▶ [Aim]: Can you carry on the AC tonnage guide below from its last line?

▶ [Text segment]:

━━━━━━━━━━

AC Tonnage Calculator
Find the right AC size for your room in seconds. Enter your room details and get an instant, accurate tonnage recommendation based on Indian climate conditions.
I’ve been a practicing electrical engineer for over 10 years. I’ve designed electrical systems for residential buildings, supervised HVAC load calculations on-site across Bangalore, Hyderabad, and Delhi, and watched countless homeowners buy the wrong AC because they guessed the tonnage.
Some bought too small. The room never got cool enough. Others went oversized, which caused short-cycling, high electricity bills, and a compressor that died in 3 years.
This guide uses the exact formula inside our AC tonnage calculator above. Every number here matches what the tool calculates. So once you understand the method, you’ll know not just what the calculator outputs, but why.
What Is AC Tonnage?
People often think AC tonnage refers to the machine’s weight — it doesn’t. Tonnage tells you how much heat the AC can pull out of a room. Every 1 ton of capacity means the unit removes 12,000 BTUs of heat every single hour. BTU, or British Thermal Unit, is simply the unit engineers use to measure heat energy.
If your room generates 18,000 BTUs of heat load, you need a 1.5-ton unit. Push a 1-ton unit into that kind of heat load, and it will keep running without a break — and still leave you sweating.
Data reference: BEE — Bureau of Energy Efficiency, Government of India. ASHRAE Handbook Fundamentals, 2021 edition.

━━━━━━━━━━

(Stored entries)
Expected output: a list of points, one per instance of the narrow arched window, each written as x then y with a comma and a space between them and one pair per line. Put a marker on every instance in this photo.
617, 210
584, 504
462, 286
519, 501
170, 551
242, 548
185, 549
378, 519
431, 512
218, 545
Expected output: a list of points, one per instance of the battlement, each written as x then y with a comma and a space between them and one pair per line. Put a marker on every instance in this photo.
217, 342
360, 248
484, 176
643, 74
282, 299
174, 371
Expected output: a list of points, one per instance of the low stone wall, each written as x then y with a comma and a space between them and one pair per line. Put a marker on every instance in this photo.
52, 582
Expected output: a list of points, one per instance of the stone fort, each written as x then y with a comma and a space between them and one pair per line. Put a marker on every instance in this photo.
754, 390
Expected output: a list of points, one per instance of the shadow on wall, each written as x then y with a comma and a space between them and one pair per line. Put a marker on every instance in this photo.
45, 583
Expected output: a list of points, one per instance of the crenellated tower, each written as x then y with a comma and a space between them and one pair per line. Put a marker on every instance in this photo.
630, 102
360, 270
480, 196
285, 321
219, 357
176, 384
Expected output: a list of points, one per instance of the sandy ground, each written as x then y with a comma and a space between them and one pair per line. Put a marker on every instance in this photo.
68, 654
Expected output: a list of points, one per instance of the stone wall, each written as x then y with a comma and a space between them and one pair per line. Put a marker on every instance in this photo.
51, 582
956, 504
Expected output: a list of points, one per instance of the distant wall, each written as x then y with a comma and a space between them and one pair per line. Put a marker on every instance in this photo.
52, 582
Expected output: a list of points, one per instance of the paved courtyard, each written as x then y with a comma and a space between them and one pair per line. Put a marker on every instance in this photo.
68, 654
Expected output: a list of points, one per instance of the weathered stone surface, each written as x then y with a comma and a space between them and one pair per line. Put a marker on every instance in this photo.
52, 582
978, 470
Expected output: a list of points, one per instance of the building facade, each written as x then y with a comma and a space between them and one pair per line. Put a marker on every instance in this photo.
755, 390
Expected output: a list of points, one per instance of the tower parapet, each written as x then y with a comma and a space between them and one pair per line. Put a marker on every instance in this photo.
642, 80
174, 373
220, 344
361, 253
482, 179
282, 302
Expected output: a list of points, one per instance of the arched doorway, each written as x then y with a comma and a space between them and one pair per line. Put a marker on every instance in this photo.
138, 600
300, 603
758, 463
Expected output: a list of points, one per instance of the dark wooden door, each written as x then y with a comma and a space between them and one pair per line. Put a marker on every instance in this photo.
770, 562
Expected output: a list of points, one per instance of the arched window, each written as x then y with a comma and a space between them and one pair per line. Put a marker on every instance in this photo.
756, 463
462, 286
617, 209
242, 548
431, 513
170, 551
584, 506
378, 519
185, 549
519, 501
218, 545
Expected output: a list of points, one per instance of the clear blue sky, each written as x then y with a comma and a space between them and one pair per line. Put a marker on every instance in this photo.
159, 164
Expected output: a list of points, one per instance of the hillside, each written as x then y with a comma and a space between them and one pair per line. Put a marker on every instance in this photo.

━━━━━━━━━━

▶ [Written answer]:
Also Read: Best AC Company in India
The AC Tonnage Formula This Calculator Uses
Here’s the exact formula — the same one running inside the calculator above. No guesswork, no approximation.
Step 1: Room BTU = Room Area (sq ft) × 53.7
Step 2: Window BTU = Window Width (ft) × Window Height (ft) × 200
Step 3: People & Appliances BTU = (People × 600) + (Appliances × 1,000)
Step 4: Total BTU = Room BTU + Window BTU + People & Appliances BTU
Step 5: Adjusted BTU = Total BTU × Floor Factor × Direction Factor × Climate Factor × Ceiling Factor
Step 6: AC Tonnage = Adjusted BTU ÷ 12,000 → Rounded to standard size
That 53.7 BTU per sq ft figure comes from Indian residential heat load standards — it accounts for the typical construction quality, wall thickness, and ambient temperatures across Indian cities. It’s not a rough estimate; it’s the industry-accepted baseline for India.
A Real Calculation — Step by Step
Let me run through this the way I would on-site.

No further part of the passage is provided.